→ **EXERCISE DATA**
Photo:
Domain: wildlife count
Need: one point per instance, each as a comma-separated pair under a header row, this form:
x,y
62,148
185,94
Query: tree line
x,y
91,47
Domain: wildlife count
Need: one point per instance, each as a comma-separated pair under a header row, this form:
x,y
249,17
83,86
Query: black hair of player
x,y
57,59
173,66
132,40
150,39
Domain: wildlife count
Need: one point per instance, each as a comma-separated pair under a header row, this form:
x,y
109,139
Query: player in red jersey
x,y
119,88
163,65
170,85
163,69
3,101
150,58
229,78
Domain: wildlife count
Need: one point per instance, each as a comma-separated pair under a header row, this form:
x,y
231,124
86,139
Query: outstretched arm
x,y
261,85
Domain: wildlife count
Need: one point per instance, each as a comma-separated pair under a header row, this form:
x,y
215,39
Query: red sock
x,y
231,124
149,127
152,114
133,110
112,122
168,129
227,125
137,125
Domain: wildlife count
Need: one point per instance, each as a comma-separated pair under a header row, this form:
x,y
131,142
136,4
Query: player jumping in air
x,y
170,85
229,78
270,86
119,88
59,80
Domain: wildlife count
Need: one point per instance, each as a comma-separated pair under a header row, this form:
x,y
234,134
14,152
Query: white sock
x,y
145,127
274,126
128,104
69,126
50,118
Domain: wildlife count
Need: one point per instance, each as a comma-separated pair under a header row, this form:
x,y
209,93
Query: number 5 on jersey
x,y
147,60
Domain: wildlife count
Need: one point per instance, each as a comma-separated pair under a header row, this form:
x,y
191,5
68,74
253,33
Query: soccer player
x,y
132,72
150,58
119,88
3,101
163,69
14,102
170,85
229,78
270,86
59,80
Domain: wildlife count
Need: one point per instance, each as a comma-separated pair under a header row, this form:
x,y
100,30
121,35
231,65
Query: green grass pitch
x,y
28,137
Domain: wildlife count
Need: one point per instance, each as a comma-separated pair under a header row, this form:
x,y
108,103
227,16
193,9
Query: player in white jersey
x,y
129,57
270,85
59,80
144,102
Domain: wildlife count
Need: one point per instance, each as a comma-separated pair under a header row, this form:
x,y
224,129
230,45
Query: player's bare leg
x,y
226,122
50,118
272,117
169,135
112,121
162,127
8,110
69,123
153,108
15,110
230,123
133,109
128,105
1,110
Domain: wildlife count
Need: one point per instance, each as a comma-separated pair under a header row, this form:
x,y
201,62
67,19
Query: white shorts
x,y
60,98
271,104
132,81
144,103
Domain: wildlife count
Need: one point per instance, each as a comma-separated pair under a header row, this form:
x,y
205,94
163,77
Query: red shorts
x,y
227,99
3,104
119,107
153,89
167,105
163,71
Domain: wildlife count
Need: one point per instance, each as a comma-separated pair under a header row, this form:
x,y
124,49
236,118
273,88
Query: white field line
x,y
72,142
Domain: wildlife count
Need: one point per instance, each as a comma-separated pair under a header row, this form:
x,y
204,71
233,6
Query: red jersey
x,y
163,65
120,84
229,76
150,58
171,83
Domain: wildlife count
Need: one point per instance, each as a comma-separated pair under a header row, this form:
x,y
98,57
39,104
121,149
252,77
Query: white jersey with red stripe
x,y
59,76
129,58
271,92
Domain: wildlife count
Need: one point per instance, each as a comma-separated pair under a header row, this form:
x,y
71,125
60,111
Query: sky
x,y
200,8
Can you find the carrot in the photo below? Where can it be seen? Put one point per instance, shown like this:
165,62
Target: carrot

---

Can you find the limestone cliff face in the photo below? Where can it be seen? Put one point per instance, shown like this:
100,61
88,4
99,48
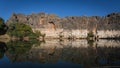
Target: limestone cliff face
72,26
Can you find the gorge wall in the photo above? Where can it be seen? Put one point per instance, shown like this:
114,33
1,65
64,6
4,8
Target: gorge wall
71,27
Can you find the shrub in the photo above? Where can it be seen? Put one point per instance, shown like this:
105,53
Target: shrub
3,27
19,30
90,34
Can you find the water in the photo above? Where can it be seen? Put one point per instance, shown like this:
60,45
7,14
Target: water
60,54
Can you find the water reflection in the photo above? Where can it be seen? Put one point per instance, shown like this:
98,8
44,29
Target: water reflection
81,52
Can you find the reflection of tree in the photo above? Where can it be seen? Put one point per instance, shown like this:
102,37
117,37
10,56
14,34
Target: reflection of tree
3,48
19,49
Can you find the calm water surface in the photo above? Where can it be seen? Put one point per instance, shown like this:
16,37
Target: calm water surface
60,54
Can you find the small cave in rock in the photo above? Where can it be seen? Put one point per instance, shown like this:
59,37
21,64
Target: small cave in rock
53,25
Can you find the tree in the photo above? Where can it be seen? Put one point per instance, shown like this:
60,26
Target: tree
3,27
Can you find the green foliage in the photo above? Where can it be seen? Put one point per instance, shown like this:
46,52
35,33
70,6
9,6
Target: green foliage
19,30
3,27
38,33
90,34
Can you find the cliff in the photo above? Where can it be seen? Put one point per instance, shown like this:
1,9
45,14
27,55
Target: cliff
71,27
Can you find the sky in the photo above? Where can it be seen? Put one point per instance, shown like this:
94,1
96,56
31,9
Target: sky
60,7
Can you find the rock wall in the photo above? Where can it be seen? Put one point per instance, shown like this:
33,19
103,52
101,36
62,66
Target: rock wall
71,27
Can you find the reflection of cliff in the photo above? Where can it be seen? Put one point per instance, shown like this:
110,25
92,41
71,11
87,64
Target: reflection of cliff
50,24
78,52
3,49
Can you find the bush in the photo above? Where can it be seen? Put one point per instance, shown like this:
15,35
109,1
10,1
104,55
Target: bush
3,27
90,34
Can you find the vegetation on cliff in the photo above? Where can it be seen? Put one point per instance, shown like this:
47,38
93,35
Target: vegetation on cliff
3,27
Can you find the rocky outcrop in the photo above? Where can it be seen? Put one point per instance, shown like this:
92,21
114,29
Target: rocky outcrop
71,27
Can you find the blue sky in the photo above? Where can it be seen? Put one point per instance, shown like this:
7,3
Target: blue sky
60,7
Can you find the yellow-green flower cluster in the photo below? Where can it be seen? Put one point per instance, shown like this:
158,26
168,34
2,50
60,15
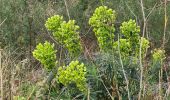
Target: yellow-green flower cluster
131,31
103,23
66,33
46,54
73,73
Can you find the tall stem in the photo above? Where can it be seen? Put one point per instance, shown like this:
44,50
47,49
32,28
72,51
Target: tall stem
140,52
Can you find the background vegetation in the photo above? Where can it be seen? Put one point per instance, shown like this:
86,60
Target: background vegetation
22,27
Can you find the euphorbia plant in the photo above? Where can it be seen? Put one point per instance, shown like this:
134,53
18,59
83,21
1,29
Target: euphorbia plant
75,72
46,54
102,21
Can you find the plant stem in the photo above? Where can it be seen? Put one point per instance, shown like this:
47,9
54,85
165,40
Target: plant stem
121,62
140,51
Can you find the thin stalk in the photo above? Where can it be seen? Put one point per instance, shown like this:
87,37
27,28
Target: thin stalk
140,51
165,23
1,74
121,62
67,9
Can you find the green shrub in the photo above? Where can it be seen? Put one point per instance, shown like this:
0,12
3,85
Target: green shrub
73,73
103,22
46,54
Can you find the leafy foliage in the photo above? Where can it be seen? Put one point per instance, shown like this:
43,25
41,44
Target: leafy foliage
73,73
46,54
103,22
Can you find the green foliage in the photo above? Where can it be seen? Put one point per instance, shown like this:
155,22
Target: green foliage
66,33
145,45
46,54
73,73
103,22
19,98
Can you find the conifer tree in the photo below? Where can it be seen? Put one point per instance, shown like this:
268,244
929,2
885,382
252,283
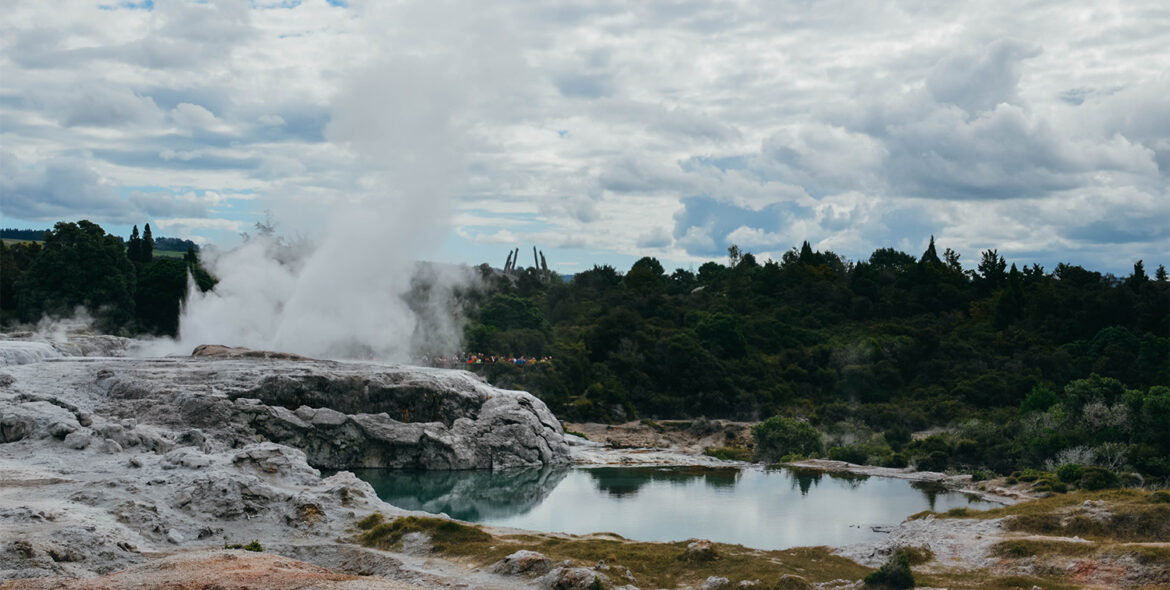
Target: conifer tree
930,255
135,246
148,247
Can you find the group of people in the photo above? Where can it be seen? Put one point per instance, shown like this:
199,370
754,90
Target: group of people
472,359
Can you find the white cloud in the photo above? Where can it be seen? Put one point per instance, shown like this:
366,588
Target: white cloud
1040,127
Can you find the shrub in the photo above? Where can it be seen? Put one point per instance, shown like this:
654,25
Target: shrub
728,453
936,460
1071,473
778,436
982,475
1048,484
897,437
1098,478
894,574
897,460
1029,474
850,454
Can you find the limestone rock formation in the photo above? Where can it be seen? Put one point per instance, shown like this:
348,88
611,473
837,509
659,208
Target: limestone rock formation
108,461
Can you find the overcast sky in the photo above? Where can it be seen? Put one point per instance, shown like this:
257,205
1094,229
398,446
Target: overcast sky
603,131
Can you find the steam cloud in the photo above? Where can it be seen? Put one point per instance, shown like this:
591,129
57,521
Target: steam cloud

→ **TASK PROMPT**
Considering only the data above, return the lines in which "steam" occurs.

→ **ANSWER FOR THE TASK**
Can you find the steam cloud in the photo above? Where can it be seen? Put one point per instance, shown like this:
Target: steam cloud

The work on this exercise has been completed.